_PROBLEM REQUIREMENTS:_ Select every line below containing the word "window".

******************************

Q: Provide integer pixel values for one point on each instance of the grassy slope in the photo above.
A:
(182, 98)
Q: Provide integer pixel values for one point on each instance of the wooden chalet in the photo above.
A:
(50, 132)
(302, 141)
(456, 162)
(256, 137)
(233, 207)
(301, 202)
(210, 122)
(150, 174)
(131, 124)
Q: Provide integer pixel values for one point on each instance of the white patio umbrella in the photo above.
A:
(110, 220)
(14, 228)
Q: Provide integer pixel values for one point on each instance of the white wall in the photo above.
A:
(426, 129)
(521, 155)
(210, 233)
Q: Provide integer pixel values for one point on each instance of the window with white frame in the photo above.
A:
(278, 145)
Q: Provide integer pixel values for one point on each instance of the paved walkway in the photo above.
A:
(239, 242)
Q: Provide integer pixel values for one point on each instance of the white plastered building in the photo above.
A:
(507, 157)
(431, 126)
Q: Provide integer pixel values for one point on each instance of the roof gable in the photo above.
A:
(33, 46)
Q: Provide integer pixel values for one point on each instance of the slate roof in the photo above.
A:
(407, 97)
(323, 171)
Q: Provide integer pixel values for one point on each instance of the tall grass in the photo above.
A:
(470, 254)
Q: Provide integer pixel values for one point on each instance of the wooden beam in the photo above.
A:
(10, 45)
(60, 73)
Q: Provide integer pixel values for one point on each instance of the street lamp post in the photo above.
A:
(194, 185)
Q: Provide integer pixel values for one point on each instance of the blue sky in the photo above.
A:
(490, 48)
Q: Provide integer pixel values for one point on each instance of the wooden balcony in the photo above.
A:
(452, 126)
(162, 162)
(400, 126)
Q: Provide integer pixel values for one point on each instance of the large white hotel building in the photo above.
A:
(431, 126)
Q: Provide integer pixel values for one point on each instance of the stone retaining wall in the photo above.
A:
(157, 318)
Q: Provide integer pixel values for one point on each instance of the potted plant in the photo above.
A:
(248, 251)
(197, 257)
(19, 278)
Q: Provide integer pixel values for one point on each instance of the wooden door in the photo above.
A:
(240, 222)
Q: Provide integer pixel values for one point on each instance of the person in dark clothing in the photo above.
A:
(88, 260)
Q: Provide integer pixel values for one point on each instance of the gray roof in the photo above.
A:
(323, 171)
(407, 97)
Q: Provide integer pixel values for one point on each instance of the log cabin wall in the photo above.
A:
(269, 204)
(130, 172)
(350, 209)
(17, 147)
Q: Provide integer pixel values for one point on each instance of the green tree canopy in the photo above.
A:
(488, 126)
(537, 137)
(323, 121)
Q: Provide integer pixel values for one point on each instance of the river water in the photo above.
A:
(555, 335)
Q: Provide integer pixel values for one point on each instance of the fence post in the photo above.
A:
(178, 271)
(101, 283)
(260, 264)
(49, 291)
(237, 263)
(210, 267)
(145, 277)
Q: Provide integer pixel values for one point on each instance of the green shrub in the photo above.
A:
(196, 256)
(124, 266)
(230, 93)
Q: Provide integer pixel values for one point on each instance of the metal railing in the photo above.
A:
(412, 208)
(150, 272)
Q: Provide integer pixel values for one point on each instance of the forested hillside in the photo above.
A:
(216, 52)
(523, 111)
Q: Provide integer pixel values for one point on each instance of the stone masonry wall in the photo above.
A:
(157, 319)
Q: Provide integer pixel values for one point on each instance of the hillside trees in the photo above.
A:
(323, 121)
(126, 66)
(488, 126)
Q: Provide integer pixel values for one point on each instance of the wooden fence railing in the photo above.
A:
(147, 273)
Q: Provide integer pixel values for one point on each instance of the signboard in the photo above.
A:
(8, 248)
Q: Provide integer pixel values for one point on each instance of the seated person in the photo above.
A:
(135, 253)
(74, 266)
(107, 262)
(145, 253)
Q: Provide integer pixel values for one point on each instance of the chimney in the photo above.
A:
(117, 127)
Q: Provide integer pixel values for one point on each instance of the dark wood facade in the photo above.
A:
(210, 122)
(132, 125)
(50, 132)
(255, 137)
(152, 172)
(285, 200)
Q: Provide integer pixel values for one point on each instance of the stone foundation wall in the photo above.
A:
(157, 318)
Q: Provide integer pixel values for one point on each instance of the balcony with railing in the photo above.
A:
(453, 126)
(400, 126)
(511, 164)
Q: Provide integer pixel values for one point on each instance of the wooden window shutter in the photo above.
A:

******************************

_RESULT OF THE TASK:_
Q: Provide integer pixel values for one point on each instance of the window with white frame in the photo above.
Q: Provide integer pixel values for one point on each instance of the wooden window shutter in the photo above.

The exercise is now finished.